Listed records.
******************************

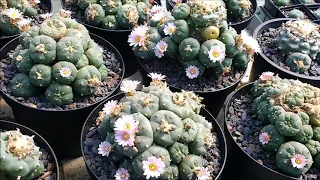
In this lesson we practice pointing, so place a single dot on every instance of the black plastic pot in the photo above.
(302, 8)
(239, 163)
(45, 4)
(39, 140)
(262, 63)
(92, 117)
(60, 128)
(213, 100)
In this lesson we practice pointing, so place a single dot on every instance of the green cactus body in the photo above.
(313, 146)
(189, 49)
(288, 124)
(59, 94)
(178, 152)
(127, 16)
(154, 150)
(40, 75)
(298, 62)
(43, 49)
(166, 126)
(147, 104)
(87, 81)
(110, 22)
(177, 104)
(274, 112)
(143, 139)
(304, 135)
(273, 138)
(23, 61)
(53, 28)
(95, 14)
(111, 7)
(181, 12)
(69, 49)
(188, 166)
(95, 57)
(64, 72)
(217, 55)
(289, 149)
(22, 86)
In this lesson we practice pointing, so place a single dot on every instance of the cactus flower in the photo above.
(104, 148)
(153, 167)
(122, 174)
(298, 161)
(192, 72)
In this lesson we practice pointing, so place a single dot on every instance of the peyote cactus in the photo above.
(299, 41)
(197, 35)
(20, 157)
(65, 61)
(292, 110)
(155, 133)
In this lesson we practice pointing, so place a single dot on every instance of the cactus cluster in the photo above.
(19, 156)
(58, 57)
(299, 42)
(197, 35)
(115, 14)
(291, 111)
(12, 12)
(155, 133)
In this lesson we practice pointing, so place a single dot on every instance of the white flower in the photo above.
(124, 138)
(138, 36)
(217, 53)
(169, 29)
(192, 71)
(266, 76)
(153, 167)
(126, 123)
(203, 173)
(264, 138)
(104, 148)
(13, 13)
(298, 161)
(129, 86)
(65, 72)
(109, 107)
(122, 174)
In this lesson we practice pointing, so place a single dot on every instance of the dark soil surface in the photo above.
(109, 85)
(36, 20)
(48, 162)
(245, 131)
(176, 76)
(104, 169)
(267, 43)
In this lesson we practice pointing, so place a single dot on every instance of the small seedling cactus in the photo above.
(197, 35)
(19, 156)
(299, 42)
(155, 133)
(59, 56)
(292, 110)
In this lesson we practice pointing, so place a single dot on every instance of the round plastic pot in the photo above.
(39, 140)
(213, 100)
(60, 128)
(262, 63)
(240, 165)
(45, 4)
(92, 117)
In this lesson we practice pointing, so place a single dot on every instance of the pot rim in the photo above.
(50, 150)
(229, 100)
(111, 48)
(256, 33)
(224, 141)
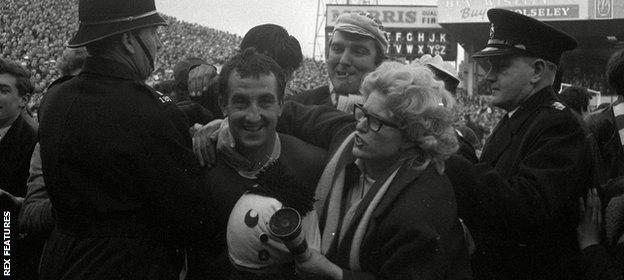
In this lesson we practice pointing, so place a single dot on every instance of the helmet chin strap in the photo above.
(145, 50)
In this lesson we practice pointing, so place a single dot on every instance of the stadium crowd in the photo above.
(147, 176)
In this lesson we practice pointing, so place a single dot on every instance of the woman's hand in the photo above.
(204, 139)
(317, 264)
(590, 222)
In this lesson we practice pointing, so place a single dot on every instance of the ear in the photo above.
(223, 105)
(24, 100)
(407, 143)
(539, 68)
(126, 42)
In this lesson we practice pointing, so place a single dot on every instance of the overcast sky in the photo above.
(238, 16)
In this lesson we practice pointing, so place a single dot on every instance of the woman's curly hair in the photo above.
(421, 106)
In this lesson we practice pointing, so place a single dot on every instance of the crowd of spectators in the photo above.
(310, 75)
(35, 35)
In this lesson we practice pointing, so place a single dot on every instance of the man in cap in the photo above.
(535, 165)
(271, 40)
(357, 46)
(117, 156)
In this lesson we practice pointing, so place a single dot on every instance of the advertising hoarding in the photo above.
(412, 30)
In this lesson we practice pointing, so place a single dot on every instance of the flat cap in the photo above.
(363, 24)
(514, 33)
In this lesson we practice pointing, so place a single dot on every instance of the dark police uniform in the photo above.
(532, 171)
(122, 178)
(534, 167)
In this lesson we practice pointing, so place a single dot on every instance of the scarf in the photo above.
(227, 147)
(344, 102)
(330, 191)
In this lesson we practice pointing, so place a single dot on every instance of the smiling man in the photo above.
(537, 162)
(251, 86)
(17, 135)
(17, 141)
(357, 46)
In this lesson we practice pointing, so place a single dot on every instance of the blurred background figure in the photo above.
(577, 98)
(607, 124)
(71, 62)
(18, 137)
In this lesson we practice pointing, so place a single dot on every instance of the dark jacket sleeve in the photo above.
(36, 216)
(177, 191)
(551, 172)
(320, 125)
(600, 265)
(421, 240)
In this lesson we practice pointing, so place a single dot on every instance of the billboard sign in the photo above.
(474, 11)
(604, 9)
(412, 30)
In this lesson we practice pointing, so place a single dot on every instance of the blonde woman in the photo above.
(386, 209)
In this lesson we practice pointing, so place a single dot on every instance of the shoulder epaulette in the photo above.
(557, 105)
(161, 97)
(61, 80)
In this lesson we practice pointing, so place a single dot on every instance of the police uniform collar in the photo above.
(543, 97)
(110, 68)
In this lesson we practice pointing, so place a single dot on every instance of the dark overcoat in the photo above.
(121, 175)
(414, 232)
(208, 259)
(533, 169)
(15, 150)
(316, 96)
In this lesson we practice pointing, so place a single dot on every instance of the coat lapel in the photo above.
(506, 130)
(402, 179)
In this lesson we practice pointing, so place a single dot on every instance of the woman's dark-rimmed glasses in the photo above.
(374, 122)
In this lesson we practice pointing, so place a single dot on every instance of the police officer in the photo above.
(537, 162)
(117, 156)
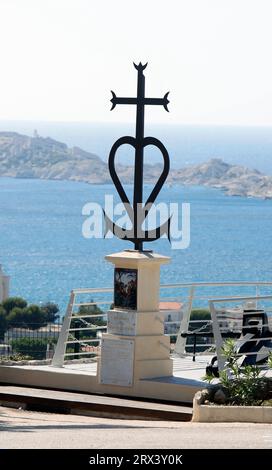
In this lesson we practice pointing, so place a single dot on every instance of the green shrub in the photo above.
(34, 348)
(245, 385)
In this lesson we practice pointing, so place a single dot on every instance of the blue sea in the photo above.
(44, 252)
(41, 242)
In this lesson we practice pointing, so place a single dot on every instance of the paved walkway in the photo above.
(33, 430)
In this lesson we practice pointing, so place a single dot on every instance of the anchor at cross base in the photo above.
(139, 210)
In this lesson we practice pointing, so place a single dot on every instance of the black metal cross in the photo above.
(139, 143)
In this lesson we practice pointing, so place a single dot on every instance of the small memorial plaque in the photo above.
(117, 362)
(125, 288)
(121, 322)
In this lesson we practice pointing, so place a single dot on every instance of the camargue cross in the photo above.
(138, 211)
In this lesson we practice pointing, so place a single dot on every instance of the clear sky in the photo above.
(61, 58)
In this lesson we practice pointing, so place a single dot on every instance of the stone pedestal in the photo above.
(135, 346)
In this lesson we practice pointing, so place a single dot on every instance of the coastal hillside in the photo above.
(235, 180)
(22, 156)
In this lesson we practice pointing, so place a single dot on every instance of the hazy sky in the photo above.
(61, 58)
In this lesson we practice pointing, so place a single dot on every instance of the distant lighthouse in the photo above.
(4, 285)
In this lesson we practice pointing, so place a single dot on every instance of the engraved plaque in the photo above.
(121, 322)
(117, 362)
(125, 288)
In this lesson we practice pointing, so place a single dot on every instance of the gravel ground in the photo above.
(20, 429)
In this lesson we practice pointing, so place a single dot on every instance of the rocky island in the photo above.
(22, 156)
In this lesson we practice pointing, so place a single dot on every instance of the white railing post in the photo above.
(58, 358)
(184, 324)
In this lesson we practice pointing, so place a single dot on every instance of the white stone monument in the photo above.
(4, 285)
(135, 346)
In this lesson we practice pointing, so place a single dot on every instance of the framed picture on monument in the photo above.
(125, 288)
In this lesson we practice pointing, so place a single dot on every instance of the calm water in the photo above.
(42, 248)
(249, 146)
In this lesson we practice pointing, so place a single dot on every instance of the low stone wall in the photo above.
(222, 413)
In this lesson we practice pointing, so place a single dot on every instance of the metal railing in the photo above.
(188, 296)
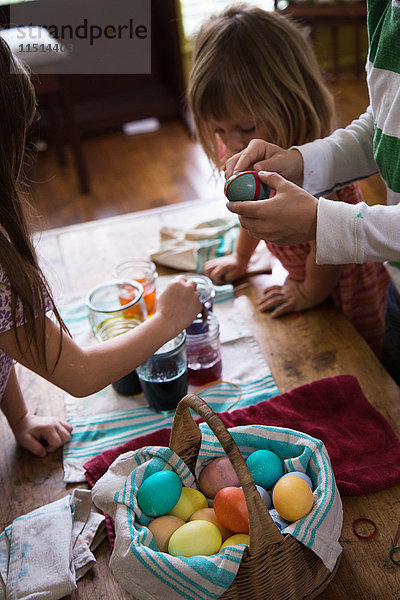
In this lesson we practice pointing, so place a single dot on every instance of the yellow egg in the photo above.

******************************

Work to complete. Rewrite all of the entries above, replacing "single dot" with "small cross" wherever it occurs and changing nothing else. Omit the pictures from your answer.

Complete response.
In this lesson we practice pointing, so place a small cross on every instance of the black plastic pot in the photo above.
(302, 8)
(239, 163)
(45, 4)
(39, 140)
(262, 63)
(92, 117)
(60, 128)
(213, 100)
In this lesson we practice pointing, so place a small cross on every instance of the green cactus body in the photo above.
(313, 146)
(189, 49)
(288, 124)
(59, 94)
(178, 152)
(127, 16)
(154, 150)
(40, 75)
(298, 62)
(43, 49)
(166, 126)
(147, 104)
(87, 81)
(110, 22)
(177, 104)
(274, 112)
(143, 139)
(304, 135)
(273, 138)
(23, 61)
(53, 28)
(95, 14)
(111, 7)
(181, 12)
(69, 49)
(188, 166)
(95, 57)
(64, 72)
(217, 55)
(289, 149)
(22, 86)
In this lesson we practice pointing, so place a small cross on every instance of the cactus flower in the photo above.
(104, 148)
(153, 167)
(122, 174)
(298, 161)
(192, 72)
In this lesson we practice pointing, so place a small cross on every instance of the peyote cactus in the photo above.
(299, 41)
(197, 35)
(20, 157)
(65, 61)
(292, 110)
(155, 133)
In this lesson we practice pointing, so place a small cross on every instance of the cactus cluster in the photo above.
(19, 156)
(58, 57)
(299, 42)
(197, 35)
(115, 14)
(291, 111)
(12, 12)
(155, 133)
In this lesson we practice pointing, so place a small cross on every instance of the white flower in the photo above.
(124, 138)
(138, 36)
(217, 53)
(169, 29)
(192, 71)
(266, 76)
(153, 167)
(126, 123)
(203, 173)
(264, 138)
(104, 148)
(13, 13)
(298, 161)
(129, 86)
(65, 72)
(109, 107)
(122, 174)
In this lesson we practice pointing, so place a small cross on every instance of the dark soil surface in the photo above.
(109, 85)
(36, 20)
(48, 162)
(245, 131)
(176, 76)
(104, 169)
(267, 43)
In this lesson we practice pointing, so place a small cross on every instance of the small seedling cactus in the photo above.
(197, 35)
(19, 156)
(299, 42)
(155, 133)
(59, 56)
(292, 110)
In this lesson we practice pointing, so place a small cross on every instance of the round plastic pot in the photo above.
(39, 140)
(213, 100)
(60, 128)
(262, 63)
(240, 165)
(45, 4)
(92, 117)
In this lesson we practice pointing, so place a small cross on every instance of the pot rim in the photo above.
(50, 150)
(229, 100)
(111, 48)
(256, 33)
(224, 141)
In this lesson we practice pointing, so place a small cross on every instance of the helmet chin strap in the photo above.
(145, 50)
In this lesson we practice pointing, so place a small cross on every instance of the stadium crowd in the photo above.
(147, 176)
In this lesson we practice pointing, so place a small cross on every instance of the woman's hand in the photo above.
(204, 139)
(317, 264)
(590, 222)
In this lesson we practice pointing, so place a small cross on every instance of the ear in the photo above.
(223, 105)
(24, 100)
(407, 143)
(539, 68)
(126, 42)
In this lesson we practice pointing, so place a small cross on every instance of the overcast sky in the photo above.
(238, 16)
In this lesson we practice pointing, so place a small cross on every instance of the woman's curly hair in the photo above.
(421, 106)
In this lesson we practice pointing, so place a small cross on every instance of the crowd of spectators in the photo above.
(310, 75)
(35, 35)
In this lesson we practice pointing, so place a small cross on every instance of the man in cap in the photo above.
(535, 165)
(271, 40)
(357, 46)
(117, 156)
In this lesson we practice pointing, so place a small cross on every instance of the advertising hoarding in the photo above.
(412, 30)
In this lesson we practice pointing, so place a small cross on every instance of the flat cap in the photo above.
(363, 24)
(514, 33)
In this lesson we practice pointing, so place a small cross on every instance of the dark police uniform in the photo above.
(532, 171)
(122, 178)
(534, 167)
In this lesson we practice pointing, so place a small cross on every instance of the scarf in the photo above.
(227, 147)
(344, 102)
(330, 191)
In this lesson we practice pointing, so place a small cross on every instance of the smiling man in the photo above.
(537, 162)
(251, 86)
(17, 135)
(17, 141)
(357, 46)
In this lesson we practice pointing, so place a small cross on every instance of the blurred background figure in the photo above.
(577, 98)
(607, 124)
(71, 62)
(18, 137)
In this lesson we practice pointing, so place a small cross on every instance of the dark jacket sleeve in the photo above.
(36, 216)
(177, 191)
(551, 172)
(320, 125)
(600, 265)
(421, 240)
In this lesson we practice pointing, so place a small cross on every instance of the billboard sign in the photo above.
(474, 11)
(604, 9)
(412, 30)
In this lesson we practice pointing, so place a small cross on every instance of the blonde woman in the photo above.
(386, 209)
In this lesson we practice pointing, so place a small cross on every instance of the shoulder epaulette in the photo above.
(557, 105)
(161, 97)
(61, 80)
In this lesson we practice pointing, so place a small cross on every instance of the police uniform collar in the photo above.
(543, 97)
(110, 68)
In this lesson we practice pointing, so place a small cross on every instance of the dark overcoat in the photo above.
(121, 175)
(414, 232)
(208, 259)
(533, 169)
(15, 150)
(316, 96)
In this lesson we practice pointing, so place a small cross on every instance of the coat lapel in the photo above.
(506, 130)
(402, 179)
In this lesson we practice pointing, so place a small cross on every instance of the woman's dark-rimmed glasses in the photo above.
(374, 122)
In this lesson we practice pointing, so place a small cross on every instance of the police officer in the photo above.
(537, 162)
(117, 156)
In this lesson we practice pointing, so place a small cross on every instance of the green shrub in the photo above.
(34, 348)
(245, 385)
In this lesson we practice pointing, so place a small cross on every instance of the blue sea in the photo above.
(44, 252)
(41, 242)
In this lesson we practice pointing, so place a small cross on every instance of the paved walkway in the photo above.
(33, 430)
In this lesson we practice pointing, so place a small cross on every instance of the anchor at cross base in the photo above.
(139, 210)
In this lesson we practice pointing, so place a small cross on every instance of the black metal cross in the photo above.
(139, 143)
In this lesson we practice pointing, so place a small cross on every instance of the small memorial plaque in the photo above.
(117, 362)
(125, 288)
(121, 322)
In this lesson we practice pointing, so place a small cross on every instance of the camargue cross in the photo above.
(138, 211)
In this lesson we practice pointing, so place a small cross on every instance of the clear sky in the photo above.
(61, 58)
In this lesson we practice pointing, so place a small cross on every instance of the stone pedestal in the photo above.
(135, 346)
In this lesson we practice pointing, so place a small cross on every instance of the coastal hillside in the photo above.
(235, 180)
(22, 156)
In this lesson we practice pointing, so place a small cross on every instance of the hazy sky in the photo above.
(61, 58)
In this lesson we practice pointing, so place a small cross on every instance of the distant lighthouse in the photo above.
(4, 285)
In this lesson we practice pointing, so place a small cross on every instance of the engraved plaque in the photo above.
(121, 322)
(117, 362)
(125, 288)
In this lesson we practice pointing, so place a small cross on every instance of the gravel ground in the photo above.
(20, 429)
In this lesson we practice pointing, so place a small cross on every instance of the rocky island in the photo above.
(22, 156)
In this lesson we practice pointing, so place a small cross on every instance of the white railing post in the photo above.
(58, 358)
(184, 324)
In this lesson we practice pointing, so place a small cross on every instance of the white stone monument in the photo above.
(4, 285)
(135, 346)
In this lesson we practice pointing, so place a small cross on every instance of the framed picture on monument in the photo above.
(125, 288)
In this lesson we practice pointing, so place a small cross on every instance of the calm water in the photo above.
(42, 248)
(249, 146)
In this lesson we practice pointing, so place a small cross on every instance of the low stone wall in the photo above.
(222, 413)
In this lesson we practice pointing, so place a small cross on every instance of the metal railing in the photo above.
(188, 296)
In this lesson we practice pointing, so place a small cross on every instance of the yellow egg in the photo above.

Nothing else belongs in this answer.